Riporta alla lettera il passo del testo sulla guerra compreso tra «Di fronte al dispiegarsi» e «religioso o utopico.», estremi inclusi.

# [TESTO FORNITO]
-=-=-=-=-

Lo scrittore viennese Arthur Schnitzler (1862-1931) |
Ogni guerra fa deflagrare anzitutto
il senso che convenzionalmente si attribuisce alla parola civiltà.
Perché mostra come tra barbarie e civiltà non ci sia alcun salto,
alcuna opposizione. Eppure la distruzione degli uomini e della natura
che la guerra comporta come sua stessa ragione è, ogni volta,
annebbiata, resa irreale e distante.
Di fronte al dispiegarsi dell'orrore,
di fronte alle immagini dei corpi dilaniati e feriti, delle città
distrutte, sopravvengono le teorie politiche e le filosofie a
distrarci, intrattenendoci nelle distinzioni tra guerra giusta
eingiusta, invitandoci a contemplare, con un sospiro di resa,
l'inevitabilità della guerra, o sospingendoci verso quella
spoliazione della volontà del singolo, e dell'ordine politico, che è
la necessità. Questa distrazione dall'orrore, questa anestesia del
tragico, oggi hanno il nome di realismo politico. Con sprezzante
sufficienza il realismo, professato dai «filosofi della guerra»,
mentre puntella di ragioni il diritto dei forti, risospinge la pace
nel lessico impolitico o religioso o utopico.
Oggi questo realismo ha la stessa
funzione che per altre guerre hanno avuto l'estetica dell'assalto e
dell'aggressione e l'idea di una rigenerazione attraverso il
sacrificio. In un caso e nell'altro si offende la verità della
morte, della morte del singolo, il corpo stesso della sofferenza.
L'astrazione ha come prima vittima il senso del dolore. «Non
sapevate - scriveva Arthur Schnitzler nel marzo del 1916 rivolto ai
'nemici dell'idea di pace - che nella parola guerra sono contenute,
come in una coppa trasparente e fragile, tutte quelle altre parole:
assassinio, mutilazione, rapina, saccheggio, flagello, accecamento,
pidocchi, avvelenamento, bruciare vivi, soffocare, morire di sete e
cento altre ancora, che ora improvvisamente, poiché la coppa si è
finalmente rotta, volano nell'aria come insetti nocivi e oscurano
l'atmosfera?».
L'affinamento delle tecniche
distruttive ha oggi esteso quell'elenco fino all'inimmaginabile, fino
alla possibile distruzione della lingua stessa che nomina l'orrore.
La verità della morte, che la guerra espone, in altre epoche e
culture era sublimata nella fascinazione dell'eroe, del suo valore.
Ogni epica - classica o orientale - ha cantato, nel corpo morente
dell'eroe, il suo patto con l'immortalità, il confine col regno
degli dei. Le attuali tecniche offensive «intelligenti»
(intelligenza che forse annuncia, nella sua artificiale mostruosità,
la caduta della compassione dall'intelligenza umana) esorcizzano la
morte con la lingua amministrativa del Pentagono: effetti collaterali
sono dette le
morti di migliaia di uomini. E, nella
dispiegata visibilità della forza distruttiva, è offuscato,
allontanato, il numero delle vittime e dei feriti. Muta solo, in ogni
epoca, il vocabolario della barbarie, non la barbarie.

-=-=-=-=-

# [LE VOCI]
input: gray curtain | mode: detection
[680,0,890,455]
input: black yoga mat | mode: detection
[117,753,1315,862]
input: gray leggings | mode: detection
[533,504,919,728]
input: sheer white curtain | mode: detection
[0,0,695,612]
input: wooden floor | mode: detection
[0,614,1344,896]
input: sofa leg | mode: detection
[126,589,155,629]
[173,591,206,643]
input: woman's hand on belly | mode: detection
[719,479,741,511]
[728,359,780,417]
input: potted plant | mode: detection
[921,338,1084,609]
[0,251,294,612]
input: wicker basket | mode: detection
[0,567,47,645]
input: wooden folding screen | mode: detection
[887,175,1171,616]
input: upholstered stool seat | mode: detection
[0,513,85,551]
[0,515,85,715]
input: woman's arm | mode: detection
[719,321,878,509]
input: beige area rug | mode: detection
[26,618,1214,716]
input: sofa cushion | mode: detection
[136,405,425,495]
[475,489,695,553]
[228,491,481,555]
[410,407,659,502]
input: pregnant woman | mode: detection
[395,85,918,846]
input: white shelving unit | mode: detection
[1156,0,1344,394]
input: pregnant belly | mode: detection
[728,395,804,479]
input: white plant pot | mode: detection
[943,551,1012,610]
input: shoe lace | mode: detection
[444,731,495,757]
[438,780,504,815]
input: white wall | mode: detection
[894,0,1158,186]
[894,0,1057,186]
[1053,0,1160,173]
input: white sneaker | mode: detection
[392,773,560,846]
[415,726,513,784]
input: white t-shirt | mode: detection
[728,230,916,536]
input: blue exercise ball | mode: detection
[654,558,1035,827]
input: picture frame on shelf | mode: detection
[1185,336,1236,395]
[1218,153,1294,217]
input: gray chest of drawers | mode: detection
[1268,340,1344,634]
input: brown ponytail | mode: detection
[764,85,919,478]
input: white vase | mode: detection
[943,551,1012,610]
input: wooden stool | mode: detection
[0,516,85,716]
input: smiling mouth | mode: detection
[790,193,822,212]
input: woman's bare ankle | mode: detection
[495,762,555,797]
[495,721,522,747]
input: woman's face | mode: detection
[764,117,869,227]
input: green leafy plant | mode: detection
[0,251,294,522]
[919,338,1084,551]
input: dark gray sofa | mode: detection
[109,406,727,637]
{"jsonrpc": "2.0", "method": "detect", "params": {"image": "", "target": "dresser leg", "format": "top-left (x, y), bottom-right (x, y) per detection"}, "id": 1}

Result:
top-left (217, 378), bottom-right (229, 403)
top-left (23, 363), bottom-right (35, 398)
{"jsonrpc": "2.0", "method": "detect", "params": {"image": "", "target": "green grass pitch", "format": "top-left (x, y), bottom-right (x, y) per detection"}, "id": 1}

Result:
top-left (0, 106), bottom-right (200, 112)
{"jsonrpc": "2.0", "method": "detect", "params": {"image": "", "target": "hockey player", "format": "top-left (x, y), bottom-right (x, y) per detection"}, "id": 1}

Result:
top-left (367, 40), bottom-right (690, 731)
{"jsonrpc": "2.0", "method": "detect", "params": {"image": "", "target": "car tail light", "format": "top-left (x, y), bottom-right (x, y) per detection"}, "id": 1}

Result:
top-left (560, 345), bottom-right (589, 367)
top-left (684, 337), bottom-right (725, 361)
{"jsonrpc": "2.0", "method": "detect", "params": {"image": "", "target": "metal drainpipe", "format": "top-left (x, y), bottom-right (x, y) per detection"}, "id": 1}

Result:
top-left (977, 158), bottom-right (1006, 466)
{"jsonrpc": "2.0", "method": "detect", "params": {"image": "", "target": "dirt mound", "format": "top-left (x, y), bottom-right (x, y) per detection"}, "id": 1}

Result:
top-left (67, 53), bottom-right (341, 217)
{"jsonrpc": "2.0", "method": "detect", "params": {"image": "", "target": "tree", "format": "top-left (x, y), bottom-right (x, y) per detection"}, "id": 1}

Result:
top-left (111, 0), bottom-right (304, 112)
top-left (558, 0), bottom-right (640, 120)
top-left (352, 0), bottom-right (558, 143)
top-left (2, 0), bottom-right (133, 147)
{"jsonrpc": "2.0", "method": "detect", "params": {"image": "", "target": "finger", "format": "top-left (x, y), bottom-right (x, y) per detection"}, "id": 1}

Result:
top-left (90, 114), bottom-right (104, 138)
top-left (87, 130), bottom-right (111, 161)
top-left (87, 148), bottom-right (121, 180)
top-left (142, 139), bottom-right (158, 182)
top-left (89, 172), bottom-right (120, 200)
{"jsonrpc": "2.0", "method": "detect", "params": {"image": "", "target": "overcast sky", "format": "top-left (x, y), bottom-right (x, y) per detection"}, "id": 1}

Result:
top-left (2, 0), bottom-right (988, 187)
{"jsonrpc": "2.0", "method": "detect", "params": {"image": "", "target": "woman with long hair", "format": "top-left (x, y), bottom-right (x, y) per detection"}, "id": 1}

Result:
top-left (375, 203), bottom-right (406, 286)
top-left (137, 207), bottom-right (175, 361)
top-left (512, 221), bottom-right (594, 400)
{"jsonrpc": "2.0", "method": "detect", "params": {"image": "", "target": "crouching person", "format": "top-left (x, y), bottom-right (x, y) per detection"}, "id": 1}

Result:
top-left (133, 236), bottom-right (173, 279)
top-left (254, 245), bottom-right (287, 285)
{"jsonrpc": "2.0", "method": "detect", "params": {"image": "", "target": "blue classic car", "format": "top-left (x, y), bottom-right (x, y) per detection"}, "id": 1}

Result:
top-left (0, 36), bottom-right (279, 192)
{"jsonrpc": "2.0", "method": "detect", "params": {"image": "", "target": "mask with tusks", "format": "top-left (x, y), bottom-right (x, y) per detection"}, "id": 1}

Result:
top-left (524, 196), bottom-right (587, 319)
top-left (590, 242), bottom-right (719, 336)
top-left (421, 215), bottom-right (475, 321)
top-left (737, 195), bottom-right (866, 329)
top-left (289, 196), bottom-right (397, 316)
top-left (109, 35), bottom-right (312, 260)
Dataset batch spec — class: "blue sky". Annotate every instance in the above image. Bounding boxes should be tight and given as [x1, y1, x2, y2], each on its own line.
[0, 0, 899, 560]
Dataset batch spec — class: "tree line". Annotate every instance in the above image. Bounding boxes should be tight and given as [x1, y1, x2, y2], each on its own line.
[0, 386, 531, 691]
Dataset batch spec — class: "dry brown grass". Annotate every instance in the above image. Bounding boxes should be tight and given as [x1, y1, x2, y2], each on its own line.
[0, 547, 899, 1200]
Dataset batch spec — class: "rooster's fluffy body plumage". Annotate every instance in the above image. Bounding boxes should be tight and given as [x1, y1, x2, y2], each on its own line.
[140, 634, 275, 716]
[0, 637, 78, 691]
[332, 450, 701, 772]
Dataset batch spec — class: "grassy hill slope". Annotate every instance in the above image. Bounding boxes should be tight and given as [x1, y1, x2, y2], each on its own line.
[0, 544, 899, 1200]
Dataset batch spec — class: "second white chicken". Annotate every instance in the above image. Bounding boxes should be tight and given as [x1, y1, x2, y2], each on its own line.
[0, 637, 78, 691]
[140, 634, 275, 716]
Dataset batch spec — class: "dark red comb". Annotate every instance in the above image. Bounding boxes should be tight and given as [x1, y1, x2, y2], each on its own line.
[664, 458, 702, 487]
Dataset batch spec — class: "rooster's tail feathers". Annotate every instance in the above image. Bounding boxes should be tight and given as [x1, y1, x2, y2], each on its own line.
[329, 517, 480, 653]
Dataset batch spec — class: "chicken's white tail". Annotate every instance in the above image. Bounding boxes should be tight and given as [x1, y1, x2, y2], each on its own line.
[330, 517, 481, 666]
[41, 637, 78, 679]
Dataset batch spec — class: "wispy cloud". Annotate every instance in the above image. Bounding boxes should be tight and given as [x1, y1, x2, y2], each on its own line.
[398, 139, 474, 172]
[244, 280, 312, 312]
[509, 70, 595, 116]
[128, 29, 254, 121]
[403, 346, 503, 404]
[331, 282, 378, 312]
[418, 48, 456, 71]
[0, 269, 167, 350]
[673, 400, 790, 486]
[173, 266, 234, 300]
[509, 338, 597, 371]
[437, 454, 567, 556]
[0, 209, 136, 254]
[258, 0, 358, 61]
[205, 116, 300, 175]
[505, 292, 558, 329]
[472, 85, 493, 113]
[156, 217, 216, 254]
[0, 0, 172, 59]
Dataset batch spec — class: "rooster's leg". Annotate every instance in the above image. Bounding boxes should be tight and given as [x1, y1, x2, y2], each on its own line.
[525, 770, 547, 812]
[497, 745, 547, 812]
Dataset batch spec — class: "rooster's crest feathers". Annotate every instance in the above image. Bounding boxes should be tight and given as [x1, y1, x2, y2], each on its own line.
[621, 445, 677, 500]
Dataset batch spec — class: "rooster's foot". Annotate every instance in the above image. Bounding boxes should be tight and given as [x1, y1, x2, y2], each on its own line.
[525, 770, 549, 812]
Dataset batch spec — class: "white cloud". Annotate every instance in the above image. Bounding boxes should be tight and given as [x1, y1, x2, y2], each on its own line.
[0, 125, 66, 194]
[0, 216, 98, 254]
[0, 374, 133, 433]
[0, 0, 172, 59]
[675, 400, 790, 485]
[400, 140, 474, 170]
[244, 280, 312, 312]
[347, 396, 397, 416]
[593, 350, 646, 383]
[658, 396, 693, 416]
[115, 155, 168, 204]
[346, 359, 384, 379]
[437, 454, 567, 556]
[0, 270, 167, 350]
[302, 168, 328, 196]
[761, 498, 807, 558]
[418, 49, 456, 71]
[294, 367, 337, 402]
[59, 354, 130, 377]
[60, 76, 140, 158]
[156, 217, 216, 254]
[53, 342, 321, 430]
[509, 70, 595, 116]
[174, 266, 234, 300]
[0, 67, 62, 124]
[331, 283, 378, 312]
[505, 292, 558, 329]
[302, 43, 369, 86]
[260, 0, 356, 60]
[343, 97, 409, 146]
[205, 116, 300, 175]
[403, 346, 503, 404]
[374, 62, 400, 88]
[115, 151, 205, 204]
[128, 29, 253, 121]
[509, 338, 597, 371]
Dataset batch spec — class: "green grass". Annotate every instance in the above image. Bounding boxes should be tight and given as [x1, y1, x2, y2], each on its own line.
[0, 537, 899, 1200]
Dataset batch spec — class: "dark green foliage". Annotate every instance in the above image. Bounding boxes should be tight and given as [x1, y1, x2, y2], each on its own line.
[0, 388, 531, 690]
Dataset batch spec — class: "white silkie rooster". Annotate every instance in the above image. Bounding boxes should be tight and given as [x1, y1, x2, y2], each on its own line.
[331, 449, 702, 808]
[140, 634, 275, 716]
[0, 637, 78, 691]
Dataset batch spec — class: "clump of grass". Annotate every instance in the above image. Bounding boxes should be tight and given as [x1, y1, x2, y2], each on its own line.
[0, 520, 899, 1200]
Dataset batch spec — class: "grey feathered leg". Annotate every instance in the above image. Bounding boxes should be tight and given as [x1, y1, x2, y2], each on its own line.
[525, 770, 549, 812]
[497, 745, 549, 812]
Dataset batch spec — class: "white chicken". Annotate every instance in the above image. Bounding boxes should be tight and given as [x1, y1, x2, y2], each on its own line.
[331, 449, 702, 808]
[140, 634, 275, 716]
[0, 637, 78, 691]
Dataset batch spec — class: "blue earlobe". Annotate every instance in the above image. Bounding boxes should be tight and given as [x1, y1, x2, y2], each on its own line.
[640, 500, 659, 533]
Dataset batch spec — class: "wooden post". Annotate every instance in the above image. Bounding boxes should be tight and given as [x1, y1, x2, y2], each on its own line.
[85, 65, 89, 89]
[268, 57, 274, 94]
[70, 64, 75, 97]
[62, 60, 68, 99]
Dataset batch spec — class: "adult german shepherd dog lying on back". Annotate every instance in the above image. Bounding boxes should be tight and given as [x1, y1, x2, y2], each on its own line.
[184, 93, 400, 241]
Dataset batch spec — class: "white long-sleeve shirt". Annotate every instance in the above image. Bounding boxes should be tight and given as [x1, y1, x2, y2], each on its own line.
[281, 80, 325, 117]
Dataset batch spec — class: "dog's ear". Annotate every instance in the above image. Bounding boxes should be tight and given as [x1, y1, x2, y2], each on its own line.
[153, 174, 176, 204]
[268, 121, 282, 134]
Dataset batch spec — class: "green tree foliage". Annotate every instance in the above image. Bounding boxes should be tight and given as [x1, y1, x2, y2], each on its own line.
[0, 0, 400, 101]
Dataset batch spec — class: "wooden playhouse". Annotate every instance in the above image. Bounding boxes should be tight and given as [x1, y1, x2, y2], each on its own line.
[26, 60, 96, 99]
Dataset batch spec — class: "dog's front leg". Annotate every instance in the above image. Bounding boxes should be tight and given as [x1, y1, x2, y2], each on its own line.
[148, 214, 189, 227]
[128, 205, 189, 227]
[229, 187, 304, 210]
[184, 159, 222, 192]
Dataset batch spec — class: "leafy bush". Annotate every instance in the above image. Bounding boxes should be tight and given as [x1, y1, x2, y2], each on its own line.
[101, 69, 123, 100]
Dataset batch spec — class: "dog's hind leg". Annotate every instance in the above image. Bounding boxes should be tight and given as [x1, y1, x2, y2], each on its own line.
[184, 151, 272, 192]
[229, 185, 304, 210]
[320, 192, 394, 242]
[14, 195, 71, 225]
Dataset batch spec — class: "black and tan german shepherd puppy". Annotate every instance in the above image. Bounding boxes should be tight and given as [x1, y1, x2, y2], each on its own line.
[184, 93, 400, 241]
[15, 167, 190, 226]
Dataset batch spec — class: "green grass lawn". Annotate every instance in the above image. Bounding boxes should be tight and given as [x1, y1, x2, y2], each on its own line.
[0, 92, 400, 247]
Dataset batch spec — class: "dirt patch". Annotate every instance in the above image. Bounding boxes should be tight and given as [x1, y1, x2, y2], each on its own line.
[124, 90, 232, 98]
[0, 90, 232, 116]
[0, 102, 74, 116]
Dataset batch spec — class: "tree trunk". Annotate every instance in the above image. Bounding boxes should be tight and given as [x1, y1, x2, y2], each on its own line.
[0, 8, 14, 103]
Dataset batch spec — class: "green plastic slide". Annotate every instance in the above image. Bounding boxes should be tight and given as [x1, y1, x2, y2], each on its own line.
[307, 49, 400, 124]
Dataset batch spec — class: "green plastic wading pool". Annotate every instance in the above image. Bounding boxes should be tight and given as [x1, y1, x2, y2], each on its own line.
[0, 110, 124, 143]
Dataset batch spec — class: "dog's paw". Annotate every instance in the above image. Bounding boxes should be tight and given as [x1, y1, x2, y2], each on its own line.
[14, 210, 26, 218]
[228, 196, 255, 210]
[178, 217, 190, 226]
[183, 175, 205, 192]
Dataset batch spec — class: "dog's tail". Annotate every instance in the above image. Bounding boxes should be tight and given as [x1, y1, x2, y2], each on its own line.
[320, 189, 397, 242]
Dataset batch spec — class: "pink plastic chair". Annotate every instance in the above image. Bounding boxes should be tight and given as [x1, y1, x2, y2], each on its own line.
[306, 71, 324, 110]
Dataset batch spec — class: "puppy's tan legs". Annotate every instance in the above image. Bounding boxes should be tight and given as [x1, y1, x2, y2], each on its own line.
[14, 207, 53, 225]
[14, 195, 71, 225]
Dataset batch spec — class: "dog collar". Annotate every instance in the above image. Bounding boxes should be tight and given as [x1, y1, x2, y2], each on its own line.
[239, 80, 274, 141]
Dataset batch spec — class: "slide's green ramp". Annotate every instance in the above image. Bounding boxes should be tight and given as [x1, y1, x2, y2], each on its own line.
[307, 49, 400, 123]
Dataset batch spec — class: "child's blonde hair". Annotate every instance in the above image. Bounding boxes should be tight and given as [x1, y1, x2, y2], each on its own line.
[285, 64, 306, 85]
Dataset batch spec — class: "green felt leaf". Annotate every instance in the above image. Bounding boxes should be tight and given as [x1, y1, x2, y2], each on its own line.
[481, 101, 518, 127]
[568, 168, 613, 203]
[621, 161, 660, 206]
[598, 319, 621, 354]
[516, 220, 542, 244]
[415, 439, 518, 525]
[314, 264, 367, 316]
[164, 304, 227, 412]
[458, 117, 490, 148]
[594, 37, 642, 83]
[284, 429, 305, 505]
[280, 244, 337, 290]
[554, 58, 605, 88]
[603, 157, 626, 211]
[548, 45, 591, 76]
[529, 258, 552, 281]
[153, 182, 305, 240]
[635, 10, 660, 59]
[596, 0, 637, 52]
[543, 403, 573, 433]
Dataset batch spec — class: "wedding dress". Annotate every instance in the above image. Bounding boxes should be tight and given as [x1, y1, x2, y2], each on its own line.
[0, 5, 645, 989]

-=-=-=-=-

# [SVOLGIMENTO]
Di fronte al dispiegarsi dell'orrore,
di fronte alle immagini dei corpi dilaniati e feriti, delle città
distrutte, sopravvengono le teorie politiche e le filosofie a
distrarci, intrattenendoci nelle distinzioni tra guerra giusta
eingiusta, invitandoci a contemplare, con un sospiro di resa,
l'inevitabilità della guerra, o sospingendoci verso quella
spoliazione della volontà del singolo, e dell'ordine politico, che è
la necessità. Questa distrazione dall'orrore, questa anestesia del
tragico, oggi hanno il nome di realismo politico. Con sprezzante
sufficienza il realismo, professato dai «filosofi della guerra»,
mentre puntella di ragioni il diritto dei forti, risospinge la pace
nel lessico impolitico o religioso o utopico.